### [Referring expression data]
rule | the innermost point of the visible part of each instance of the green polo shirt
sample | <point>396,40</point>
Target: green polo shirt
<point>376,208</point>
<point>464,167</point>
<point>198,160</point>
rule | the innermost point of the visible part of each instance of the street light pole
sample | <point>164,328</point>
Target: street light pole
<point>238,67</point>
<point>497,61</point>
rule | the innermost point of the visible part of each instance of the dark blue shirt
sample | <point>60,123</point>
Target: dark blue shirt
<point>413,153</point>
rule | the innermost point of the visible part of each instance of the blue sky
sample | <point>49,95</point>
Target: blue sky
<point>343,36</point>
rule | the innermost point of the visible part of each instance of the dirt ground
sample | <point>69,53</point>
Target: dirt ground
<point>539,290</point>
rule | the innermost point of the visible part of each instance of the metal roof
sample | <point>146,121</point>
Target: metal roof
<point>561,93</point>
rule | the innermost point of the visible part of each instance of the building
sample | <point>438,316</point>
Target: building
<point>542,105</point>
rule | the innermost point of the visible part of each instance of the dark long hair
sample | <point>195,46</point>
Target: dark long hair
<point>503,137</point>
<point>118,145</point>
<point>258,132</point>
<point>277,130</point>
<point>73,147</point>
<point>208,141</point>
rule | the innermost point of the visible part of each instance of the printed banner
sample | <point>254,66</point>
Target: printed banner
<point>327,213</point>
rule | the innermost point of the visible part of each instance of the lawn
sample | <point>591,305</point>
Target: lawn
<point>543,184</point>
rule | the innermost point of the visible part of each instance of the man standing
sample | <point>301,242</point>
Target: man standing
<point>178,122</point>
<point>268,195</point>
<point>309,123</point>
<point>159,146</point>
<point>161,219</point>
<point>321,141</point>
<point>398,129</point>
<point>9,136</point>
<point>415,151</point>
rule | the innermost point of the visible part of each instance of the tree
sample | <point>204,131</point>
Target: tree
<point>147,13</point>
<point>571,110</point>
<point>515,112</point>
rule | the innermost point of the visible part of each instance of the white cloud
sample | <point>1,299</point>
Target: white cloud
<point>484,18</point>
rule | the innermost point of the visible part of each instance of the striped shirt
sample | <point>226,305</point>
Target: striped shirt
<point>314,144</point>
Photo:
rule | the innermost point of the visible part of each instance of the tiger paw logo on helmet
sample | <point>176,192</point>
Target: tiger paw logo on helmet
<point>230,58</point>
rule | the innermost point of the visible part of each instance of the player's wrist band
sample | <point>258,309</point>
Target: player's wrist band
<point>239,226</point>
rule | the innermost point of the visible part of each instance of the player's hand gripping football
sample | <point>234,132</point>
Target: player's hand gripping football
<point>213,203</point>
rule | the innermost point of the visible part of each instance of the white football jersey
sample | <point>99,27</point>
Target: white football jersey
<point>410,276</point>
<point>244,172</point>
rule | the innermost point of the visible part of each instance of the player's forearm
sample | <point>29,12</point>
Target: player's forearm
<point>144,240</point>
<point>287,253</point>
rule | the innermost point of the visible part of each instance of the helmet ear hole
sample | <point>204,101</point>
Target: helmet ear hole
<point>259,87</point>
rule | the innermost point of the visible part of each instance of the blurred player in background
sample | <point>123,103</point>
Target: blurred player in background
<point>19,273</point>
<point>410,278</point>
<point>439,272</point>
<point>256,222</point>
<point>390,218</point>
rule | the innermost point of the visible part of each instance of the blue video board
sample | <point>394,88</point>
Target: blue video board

### [WHAT THE TASK ASKS]
Line tally for "video": say how many lines of the records above contain it, and give nothing but the number.

### [THE ANSWER]
2